— start —

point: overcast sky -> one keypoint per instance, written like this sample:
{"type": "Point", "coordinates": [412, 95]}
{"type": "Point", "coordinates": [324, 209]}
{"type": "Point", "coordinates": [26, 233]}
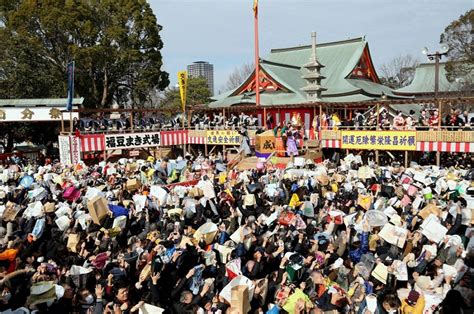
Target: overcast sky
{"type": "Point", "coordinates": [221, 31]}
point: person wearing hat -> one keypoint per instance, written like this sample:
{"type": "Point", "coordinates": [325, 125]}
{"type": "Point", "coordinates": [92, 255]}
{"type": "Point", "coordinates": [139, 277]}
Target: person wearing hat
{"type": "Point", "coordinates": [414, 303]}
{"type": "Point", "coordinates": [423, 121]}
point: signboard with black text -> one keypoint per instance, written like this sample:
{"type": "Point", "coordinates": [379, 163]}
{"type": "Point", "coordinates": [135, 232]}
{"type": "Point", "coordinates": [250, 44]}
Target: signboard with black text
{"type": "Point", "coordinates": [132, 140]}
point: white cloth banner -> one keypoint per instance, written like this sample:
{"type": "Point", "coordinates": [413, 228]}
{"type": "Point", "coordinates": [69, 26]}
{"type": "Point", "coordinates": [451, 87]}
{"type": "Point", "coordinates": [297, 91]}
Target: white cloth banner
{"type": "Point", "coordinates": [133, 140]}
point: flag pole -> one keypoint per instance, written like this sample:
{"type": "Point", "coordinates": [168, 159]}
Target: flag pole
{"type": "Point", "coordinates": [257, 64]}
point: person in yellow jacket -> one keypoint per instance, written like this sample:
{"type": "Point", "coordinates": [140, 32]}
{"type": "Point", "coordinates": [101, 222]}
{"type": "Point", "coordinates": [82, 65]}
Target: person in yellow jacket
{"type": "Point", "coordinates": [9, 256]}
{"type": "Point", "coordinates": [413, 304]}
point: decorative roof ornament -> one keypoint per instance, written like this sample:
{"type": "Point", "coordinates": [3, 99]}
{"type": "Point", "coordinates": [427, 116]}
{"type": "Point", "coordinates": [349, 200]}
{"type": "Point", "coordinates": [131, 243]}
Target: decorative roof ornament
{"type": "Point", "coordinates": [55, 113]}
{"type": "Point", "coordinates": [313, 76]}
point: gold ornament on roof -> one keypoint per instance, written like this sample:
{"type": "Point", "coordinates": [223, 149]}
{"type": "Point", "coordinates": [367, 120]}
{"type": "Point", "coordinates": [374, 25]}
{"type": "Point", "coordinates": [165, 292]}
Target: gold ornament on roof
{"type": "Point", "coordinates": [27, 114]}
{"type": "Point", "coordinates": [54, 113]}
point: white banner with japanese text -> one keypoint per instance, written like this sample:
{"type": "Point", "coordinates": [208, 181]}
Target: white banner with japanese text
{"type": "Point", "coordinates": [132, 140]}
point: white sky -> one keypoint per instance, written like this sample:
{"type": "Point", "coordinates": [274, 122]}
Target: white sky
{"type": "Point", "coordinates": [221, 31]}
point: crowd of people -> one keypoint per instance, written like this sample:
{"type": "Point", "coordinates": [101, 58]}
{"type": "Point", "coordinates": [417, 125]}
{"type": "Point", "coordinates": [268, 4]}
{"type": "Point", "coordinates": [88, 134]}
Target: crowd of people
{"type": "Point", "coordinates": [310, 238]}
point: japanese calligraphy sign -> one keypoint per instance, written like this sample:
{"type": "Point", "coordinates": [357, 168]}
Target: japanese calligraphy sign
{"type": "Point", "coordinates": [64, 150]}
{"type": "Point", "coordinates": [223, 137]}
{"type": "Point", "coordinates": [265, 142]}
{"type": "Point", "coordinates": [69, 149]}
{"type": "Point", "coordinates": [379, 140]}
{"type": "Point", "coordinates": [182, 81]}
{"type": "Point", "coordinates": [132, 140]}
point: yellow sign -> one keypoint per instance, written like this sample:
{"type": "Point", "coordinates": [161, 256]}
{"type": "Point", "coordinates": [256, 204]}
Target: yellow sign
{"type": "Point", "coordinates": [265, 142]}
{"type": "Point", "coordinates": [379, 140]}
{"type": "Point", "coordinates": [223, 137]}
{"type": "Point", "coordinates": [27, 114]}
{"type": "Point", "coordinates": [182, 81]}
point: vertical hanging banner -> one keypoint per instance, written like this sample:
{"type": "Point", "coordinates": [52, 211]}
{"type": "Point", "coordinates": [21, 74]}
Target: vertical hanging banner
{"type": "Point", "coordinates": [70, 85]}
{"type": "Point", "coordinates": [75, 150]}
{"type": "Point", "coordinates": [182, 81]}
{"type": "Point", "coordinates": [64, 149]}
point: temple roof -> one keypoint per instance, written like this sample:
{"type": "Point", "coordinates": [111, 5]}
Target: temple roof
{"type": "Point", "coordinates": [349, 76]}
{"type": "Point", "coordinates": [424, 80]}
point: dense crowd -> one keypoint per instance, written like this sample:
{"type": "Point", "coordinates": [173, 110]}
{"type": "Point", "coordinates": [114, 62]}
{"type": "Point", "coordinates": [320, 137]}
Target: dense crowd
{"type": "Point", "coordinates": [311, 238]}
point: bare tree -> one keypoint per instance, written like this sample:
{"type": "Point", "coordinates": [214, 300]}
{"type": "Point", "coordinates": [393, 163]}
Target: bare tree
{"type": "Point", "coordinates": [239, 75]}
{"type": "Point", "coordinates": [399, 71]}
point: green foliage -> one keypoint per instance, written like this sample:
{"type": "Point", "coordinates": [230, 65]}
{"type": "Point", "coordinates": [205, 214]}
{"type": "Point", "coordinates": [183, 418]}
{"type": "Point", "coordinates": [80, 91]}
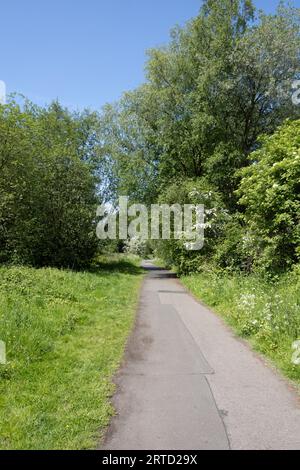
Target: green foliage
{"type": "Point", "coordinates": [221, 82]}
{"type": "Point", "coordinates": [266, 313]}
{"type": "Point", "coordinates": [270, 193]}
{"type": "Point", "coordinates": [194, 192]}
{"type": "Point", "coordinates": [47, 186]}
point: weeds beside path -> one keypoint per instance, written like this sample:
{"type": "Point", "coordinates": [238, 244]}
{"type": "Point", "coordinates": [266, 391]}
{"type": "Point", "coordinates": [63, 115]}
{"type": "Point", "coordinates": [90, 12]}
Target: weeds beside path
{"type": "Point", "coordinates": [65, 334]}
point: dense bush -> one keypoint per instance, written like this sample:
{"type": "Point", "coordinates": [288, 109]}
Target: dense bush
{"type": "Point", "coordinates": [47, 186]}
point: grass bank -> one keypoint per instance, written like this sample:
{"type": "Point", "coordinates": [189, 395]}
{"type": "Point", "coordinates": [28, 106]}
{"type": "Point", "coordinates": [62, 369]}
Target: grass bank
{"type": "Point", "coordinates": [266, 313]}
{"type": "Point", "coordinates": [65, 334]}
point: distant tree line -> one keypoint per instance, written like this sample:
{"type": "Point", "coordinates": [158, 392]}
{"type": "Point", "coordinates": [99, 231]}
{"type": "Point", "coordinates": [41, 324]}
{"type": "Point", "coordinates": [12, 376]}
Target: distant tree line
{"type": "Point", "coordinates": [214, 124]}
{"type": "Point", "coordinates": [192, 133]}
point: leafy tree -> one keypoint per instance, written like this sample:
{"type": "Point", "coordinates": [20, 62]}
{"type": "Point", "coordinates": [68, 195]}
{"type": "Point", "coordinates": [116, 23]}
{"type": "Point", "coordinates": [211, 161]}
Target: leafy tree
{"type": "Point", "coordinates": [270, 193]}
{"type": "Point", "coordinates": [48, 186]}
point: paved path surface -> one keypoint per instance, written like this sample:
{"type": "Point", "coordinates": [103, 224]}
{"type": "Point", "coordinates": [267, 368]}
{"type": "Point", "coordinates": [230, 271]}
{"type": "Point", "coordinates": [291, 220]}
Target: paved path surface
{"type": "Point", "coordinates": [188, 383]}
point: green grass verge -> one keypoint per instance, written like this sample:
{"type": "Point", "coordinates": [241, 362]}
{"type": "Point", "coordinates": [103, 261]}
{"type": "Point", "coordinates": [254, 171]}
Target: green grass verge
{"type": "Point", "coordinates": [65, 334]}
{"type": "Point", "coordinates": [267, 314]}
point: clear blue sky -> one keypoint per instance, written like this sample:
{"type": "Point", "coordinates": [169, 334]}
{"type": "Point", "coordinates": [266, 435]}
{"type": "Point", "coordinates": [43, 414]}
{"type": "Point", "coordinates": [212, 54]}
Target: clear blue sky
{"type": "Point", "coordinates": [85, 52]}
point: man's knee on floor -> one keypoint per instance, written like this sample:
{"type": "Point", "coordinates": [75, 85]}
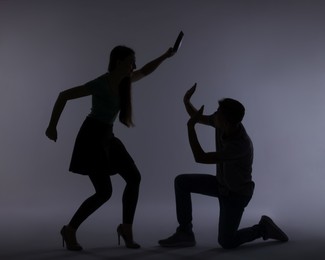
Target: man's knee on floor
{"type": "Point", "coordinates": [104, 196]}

— end —

Repeat exactly the lines in the entries from the one containing "point: clear blue" to the final line, inclusive, and nothing beyond them; skip pictures.

▶ **EXERCISE RESULT**
point: clear blue sky -> one keypoint per instance, written like this sample:
{"type": "Point", "coordinates": [169, 334]}
{"type": "Point", "coordinates": [266, 435]}
{"type": "Point", "coordinates": [43, 414]}
{"type": "Point", "coordinates": [212, 54]}
Target: clear blue sky
{"type": "Point", "coordinates": [85, 52]}
point: man's knee on floor -> one keypoint per instance, written like this sample:
{"type": "Point", "coordinates": [75, 85]}
Target: man's knee on floor
{"type": "Point", "coordinates": [104, 196]}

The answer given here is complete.